====== Data shown

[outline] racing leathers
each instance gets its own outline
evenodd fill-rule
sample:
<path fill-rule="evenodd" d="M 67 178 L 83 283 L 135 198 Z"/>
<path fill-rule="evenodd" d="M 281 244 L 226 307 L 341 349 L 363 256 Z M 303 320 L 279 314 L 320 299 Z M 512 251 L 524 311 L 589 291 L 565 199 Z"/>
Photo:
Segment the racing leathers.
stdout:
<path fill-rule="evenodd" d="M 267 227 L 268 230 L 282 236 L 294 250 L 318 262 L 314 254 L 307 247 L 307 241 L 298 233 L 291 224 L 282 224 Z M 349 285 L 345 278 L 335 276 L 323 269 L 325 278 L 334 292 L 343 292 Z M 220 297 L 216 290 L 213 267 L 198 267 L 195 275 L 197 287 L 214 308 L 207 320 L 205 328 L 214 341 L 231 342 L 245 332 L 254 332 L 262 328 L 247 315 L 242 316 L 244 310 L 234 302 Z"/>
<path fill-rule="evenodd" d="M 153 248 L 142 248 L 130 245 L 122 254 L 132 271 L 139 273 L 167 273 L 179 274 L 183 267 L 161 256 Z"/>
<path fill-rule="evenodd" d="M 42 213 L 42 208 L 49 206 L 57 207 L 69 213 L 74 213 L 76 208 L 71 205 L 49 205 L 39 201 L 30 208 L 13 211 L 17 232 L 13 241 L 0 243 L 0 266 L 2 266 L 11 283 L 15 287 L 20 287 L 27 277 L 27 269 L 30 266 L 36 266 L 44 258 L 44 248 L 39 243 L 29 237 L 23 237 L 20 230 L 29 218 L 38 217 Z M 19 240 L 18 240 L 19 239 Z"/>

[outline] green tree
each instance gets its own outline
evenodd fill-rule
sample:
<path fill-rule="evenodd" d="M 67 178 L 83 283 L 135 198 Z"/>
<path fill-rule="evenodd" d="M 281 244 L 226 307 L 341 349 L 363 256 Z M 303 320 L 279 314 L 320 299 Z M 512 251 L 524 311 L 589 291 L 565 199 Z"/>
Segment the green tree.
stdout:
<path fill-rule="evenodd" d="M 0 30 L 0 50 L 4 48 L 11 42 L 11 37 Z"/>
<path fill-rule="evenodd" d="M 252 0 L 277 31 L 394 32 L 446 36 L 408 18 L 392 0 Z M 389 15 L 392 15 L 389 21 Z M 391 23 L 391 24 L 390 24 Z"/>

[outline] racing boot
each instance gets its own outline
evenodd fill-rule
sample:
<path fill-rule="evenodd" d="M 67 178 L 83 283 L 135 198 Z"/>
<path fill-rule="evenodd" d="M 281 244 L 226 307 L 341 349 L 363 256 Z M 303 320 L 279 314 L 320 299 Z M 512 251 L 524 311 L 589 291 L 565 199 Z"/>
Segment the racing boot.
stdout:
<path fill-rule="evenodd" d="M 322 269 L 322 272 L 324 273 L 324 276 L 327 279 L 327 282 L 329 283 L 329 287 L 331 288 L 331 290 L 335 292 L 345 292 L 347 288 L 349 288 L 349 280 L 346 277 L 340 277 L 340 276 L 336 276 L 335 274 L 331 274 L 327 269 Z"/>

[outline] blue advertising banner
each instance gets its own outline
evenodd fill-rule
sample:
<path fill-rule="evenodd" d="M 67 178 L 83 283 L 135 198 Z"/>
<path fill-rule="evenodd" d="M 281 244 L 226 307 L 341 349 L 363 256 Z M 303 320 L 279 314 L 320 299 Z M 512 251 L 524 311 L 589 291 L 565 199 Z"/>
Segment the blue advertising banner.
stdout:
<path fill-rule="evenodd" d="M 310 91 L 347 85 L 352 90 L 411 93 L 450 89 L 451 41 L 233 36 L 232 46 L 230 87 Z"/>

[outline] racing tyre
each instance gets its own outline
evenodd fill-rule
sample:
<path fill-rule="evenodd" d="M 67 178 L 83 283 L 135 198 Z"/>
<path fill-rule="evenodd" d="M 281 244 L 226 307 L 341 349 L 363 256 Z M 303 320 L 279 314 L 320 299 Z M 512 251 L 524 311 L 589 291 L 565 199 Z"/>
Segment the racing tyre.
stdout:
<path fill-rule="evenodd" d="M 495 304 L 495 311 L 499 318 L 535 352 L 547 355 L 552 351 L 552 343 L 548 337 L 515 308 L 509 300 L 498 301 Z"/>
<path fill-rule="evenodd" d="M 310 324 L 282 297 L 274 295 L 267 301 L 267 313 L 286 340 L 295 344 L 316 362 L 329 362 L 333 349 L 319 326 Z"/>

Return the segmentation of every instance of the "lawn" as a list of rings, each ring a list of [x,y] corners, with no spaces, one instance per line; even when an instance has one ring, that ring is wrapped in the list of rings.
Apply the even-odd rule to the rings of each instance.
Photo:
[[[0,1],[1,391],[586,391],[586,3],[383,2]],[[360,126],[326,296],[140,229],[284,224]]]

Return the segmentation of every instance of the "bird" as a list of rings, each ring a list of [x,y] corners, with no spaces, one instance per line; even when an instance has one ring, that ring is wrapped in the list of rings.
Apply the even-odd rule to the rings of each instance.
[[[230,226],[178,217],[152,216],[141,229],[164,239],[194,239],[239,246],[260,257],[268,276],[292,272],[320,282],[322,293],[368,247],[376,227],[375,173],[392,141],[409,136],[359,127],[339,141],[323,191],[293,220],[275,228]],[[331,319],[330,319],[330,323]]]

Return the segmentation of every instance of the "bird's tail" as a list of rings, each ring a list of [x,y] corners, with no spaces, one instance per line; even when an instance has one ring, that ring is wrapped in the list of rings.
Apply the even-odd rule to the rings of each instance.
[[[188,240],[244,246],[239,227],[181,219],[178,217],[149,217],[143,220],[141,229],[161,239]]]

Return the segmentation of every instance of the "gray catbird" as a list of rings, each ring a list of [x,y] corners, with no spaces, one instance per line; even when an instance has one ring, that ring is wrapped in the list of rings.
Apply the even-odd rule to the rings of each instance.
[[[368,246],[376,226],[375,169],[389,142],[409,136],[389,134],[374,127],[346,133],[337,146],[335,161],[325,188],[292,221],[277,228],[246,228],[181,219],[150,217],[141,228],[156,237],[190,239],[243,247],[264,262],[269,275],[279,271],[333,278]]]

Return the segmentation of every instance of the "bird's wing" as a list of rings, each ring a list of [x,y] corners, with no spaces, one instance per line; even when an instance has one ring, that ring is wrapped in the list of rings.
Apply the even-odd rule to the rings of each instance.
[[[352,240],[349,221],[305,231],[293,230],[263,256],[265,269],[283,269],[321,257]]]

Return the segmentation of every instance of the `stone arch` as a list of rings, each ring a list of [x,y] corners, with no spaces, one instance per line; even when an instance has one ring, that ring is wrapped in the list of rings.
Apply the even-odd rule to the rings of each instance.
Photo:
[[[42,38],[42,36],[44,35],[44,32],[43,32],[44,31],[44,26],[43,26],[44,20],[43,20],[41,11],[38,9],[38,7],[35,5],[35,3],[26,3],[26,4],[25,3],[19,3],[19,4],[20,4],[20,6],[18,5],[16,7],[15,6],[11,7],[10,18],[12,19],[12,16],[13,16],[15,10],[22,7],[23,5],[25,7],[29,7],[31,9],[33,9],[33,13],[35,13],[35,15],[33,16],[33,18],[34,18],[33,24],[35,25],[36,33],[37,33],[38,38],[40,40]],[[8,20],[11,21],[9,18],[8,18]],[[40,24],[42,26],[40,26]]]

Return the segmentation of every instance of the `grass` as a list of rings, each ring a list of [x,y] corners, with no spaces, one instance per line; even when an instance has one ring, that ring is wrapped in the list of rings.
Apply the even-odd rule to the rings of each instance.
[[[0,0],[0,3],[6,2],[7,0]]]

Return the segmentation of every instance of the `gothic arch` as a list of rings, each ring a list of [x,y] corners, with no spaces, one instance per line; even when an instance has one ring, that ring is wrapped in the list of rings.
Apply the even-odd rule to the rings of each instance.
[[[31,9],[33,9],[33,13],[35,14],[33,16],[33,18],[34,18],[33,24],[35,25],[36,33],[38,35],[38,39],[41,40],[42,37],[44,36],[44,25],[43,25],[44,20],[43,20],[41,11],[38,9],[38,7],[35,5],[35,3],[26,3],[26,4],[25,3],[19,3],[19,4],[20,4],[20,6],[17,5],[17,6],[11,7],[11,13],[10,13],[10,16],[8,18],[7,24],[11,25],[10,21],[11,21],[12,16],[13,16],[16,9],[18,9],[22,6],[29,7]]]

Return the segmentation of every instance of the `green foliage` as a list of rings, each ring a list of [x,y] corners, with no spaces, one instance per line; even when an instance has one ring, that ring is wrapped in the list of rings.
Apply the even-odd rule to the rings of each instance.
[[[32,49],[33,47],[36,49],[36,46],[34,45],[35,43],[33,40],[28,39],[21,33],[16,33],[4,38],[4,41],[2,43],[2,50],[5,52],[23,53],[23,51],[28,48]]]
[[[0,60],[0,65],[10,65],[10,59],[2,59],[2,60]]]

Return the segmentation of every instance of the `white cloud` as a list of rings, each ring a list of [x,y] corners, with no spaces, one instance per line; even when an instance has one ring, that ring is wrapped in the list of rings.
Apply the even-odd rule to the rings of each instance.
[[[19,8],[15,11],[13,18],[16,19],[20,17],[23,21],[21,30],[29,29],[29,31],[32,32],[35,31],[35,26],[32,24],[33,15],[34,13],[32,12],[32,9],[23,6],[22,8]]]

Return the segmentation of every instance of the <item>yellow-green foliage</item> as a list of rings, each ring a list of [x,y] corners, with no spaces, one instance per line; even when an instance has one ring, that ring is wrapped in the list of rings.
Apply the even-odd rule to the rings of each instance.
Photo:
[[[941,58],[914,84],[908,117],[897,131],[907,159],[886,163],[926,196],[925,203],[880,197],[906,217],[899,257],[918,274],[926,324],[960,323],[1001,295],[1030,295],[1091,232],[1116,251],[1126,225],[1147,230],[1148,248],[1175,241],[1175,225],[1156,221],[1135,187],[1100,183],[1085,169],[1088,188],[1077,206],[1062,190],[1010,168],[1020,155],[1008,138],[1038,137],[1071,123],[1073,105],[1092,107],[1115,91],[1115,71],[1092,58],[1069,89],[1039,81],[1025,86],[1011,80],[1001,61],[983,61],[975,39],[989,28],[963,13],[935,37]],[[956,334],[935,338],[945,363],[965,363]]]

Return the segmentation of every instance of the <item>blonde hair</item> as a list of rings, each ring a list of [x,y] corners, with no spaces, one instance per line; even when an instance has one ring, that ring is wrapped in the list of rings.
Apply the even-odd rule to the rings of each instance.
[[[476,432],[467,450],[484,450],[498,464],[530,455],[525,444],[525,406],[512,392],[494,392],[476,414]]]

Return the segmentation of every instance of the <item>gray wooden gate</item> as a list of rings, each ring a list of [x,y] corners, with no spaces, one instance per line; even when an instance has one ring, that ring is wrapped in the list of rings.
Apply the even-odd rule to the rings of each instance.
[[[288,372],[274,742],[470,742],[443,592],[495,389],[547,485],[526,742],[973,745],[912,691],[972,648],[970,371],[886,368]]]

============

Task goal. Copy out the lines word for word, starting at the line that contains "Return the segmentation of every instance of the <item>gray" and ending with the last line of the records.

Solved problem.
Return the segmentation of every instance of the <item>gray wooden gate</item> as a list of rings, each ring a list of [x,y] corners, with no spaces, one instance per line; even when an instance has one ring, that ring is wrapped in the list of rings.
Apply the even-odd rule to the rings of each instance.
[[[288,372],[274,742],[470,742],[443,592],[495,389],[547,485],[526,742],[973,745],[912,691],[972,648],[970,371],[886,368]]]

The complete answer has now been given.